_Task:_ If a line includes "with", copy it out of the entries.

_Data under study:_
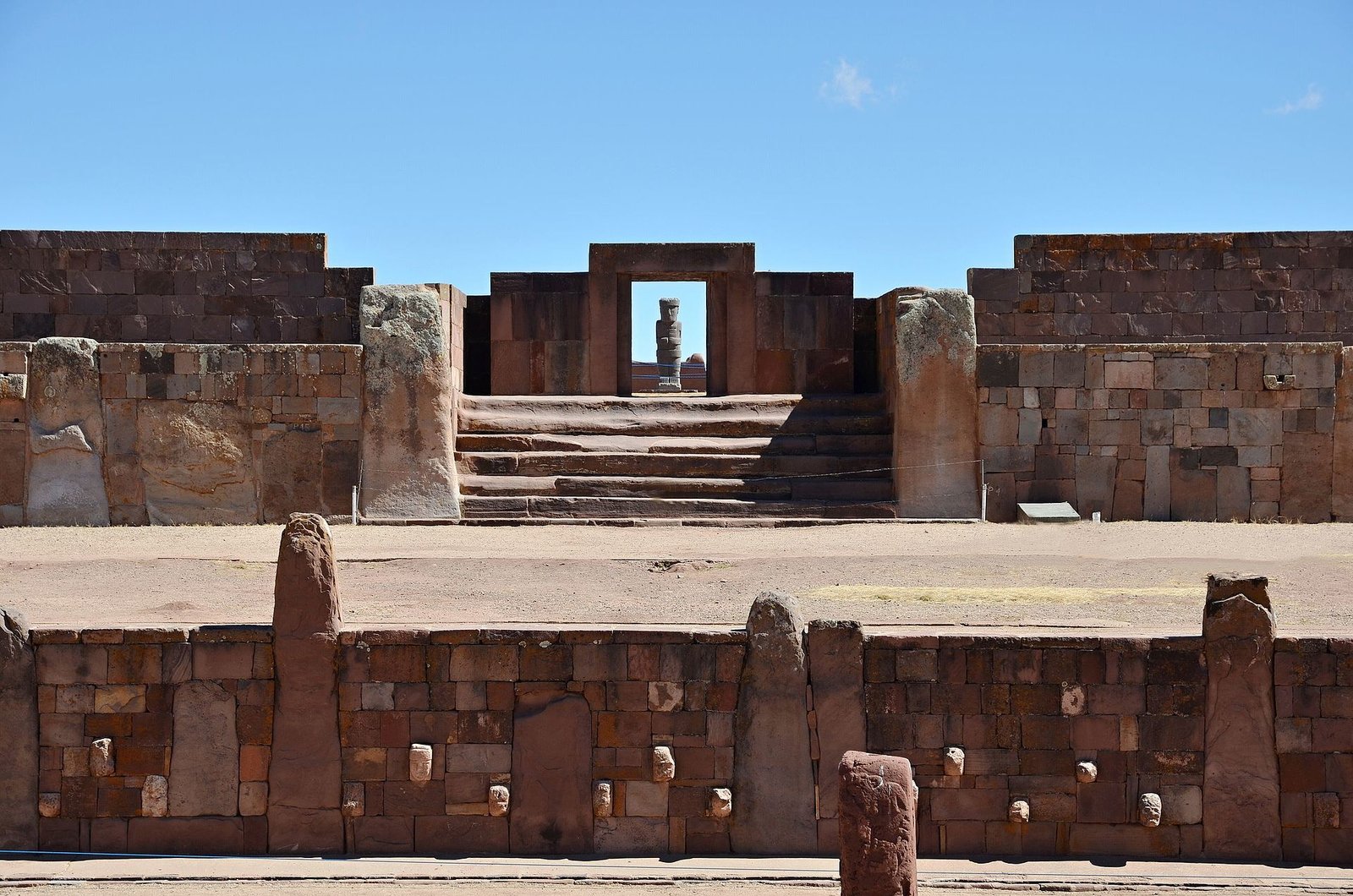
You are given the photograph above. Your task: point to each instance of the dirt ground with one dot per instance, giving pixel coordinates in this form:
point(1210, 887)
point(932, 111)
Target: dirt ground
point(1126, 578)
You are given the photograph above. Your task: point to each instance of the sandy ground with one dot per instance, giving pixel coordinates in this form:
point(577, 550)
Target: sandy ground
point(1125, 578)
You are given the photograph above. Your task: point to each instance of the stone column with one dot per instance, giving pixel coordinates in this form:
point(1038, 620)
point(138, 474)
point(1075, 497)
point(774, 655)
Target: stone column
point(773, 768)
point(930, 375)
point(19, 723)
point(304, 776)
point(836, 670)
point(669, 346)
point(879, 826)
point(409, 402)
point(65, 434)
point(1240, 773)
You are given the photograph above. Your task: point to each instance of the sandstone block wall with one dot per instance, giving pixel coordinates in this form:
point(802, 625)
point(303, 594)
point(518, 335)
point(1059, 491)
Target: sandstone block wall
point(805, 340)
point(1163, 432)
point(175, 287)
point(1168, 287)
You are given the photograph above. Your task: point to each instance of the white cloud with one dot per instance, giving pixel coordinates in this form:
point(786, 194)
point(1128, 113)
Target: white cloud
point(847, 87)
point(1309, 101)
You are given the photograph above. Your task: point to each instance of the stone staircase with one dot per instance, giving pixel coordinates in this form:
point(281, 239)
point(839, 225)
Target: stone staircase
point(780, 456)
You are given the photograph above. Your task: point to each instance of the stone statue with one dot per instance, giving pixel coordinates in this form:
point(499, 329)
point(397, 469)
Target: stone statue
point(669, 346)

_Task response:_
You are given the photograph above. Your task: point to each instance of the dirt ground with one dot per instance, giving pixel coordinates in this form:
You are given the photograph above. Your task: point to each instance of the sandy ground with one dot per instance, giving pixel coordinates in this form:
You are given the photograph above. Your task: point to each instance of the stone column with one dot per instance, giving pixel coordinates in this form:
You are given the photograph above. Your task: point to each instance of the sandstone block wall with one dot per instance, giving pixel coordinates in this form:
You are given the photograph above. Your task: point to each instance of the white cloud with one dot per instance, giving pixel coordinates in this form:
You are given the photograph above. Your task: point to each instance of the stone staircase with one dot per instance, giving pixel coordinates in this form:
You are given the photograph above. Your task: point to each instance of the stone statue with one dot per instance, giving pixel coordinates in this form:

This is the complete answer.